### Work instructions
Show all lines containing "grass" from the data below.

(Saved entries)
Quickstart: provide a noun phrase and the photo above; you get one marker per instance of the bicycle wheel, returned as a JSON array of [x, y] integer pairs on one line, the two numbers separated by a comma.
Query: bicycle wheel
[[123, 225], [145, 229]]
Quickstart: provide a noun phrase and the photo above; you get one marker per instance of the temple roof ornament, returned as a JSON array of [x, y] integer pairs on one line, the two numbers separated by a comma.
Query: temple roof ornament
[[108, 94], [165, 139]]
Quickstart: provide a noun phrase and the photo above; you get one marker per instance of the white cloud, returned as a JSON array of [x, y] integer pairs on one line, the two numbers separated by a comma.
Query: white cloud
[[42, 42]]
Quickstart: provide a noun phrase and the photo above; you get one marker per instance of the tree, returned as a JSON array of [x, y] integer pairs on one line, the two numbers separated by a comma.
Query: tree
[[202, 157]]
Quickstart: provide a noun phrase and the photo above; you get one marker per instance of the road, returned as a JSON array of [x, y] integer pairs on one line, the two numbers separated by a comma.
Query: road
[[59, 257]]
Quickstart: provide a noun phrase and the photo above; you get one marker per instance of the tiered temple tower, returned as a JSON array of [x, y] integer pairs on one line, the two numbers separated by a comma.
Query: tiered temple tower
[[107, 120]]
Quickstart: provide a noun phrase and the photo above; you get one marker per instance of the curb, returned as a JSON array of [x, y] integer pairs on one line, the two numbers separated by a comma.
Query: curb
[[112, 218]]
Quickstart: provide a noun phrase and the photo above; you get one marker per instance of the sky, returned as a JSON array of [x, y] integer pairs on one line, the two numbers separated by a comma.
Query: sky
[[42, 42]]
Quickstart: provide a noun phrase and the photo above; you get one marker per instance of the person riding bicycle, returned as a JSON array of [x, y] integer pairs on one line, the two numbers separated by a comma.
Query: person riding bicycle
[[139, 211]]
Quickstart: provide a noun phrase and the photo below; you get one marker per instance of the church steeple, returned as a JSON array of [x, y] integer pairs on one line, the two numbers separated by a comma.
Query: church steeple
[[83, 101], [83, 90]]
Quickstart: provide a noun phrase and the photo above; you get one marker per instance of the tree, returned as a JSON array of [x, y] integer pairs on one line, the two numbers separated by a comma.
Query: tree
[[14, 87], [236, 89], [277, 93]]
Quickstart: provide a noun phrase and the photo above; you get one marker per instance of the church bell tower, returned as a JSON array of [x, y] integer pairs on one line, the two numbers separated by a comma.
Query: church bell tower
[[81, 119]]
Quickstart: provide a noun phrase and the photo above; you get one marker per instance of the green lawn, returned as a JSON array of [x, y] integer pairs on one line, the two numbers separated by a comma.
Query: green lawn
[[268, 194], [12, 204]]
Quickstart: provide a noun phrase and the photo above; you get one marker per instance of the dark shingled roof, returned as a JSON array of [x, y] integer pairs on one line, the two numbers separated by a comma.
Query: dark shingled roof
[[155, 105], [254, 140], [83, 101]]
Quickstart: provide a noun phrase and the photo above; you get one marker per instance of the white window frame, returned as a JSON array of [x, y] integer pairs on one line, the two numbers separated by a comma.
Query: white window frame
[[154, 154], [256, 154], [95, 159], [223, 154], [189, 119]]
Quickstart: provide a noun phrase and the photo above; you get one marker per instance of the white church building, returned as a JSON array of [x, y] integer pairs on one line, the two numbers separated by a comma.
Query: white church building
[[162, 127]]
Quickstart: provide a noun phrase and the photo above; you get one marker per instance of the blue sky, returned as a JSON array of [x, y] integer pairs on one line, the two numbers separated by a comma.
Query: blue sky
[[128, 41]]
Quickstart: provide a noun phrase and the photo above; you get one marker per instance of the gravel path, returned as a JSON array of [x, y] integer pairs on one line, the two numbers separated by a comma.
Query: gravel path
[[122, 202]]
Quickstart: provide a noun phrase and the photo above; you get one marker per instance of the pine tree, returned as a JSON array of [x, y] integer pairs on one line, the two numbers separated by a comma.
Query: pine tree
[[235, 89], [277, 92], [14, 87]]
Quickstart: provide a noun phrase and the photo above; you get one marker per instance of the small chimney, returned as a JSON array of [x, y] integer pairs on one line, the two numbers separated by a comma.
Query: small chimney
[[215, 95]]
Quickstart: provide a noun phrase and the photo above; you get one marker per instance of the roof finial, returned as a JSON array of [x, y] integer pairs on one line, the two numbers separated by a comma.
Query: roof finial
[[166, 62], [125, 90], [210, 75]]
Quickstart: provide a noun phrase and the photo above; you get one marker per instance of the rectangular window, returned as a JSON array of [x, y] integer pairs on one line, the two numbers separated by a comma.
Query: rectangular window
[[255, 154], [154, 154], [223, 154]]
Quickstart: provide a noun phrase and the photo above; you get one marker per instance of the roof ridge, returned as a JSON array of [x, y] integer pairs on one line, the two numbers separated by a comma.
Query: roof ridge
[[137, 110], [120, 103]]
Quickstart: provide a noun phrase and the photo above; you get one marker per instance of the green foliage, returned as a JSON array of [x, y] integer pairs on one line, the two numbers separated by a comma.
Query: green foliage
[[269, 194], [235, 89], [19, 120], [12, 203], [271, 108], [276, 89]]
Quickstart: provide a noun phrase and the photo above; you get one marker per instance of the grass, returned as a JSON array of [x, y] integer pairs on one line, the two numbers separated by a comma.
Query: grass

### Finished exercise
Quickstart: provide a noun phrase and the photo above; you get one marker per instance of the grass, returned as a JSON array of [x, y] integer pairs on one line, the two numbers separated by a comma.
Query: grass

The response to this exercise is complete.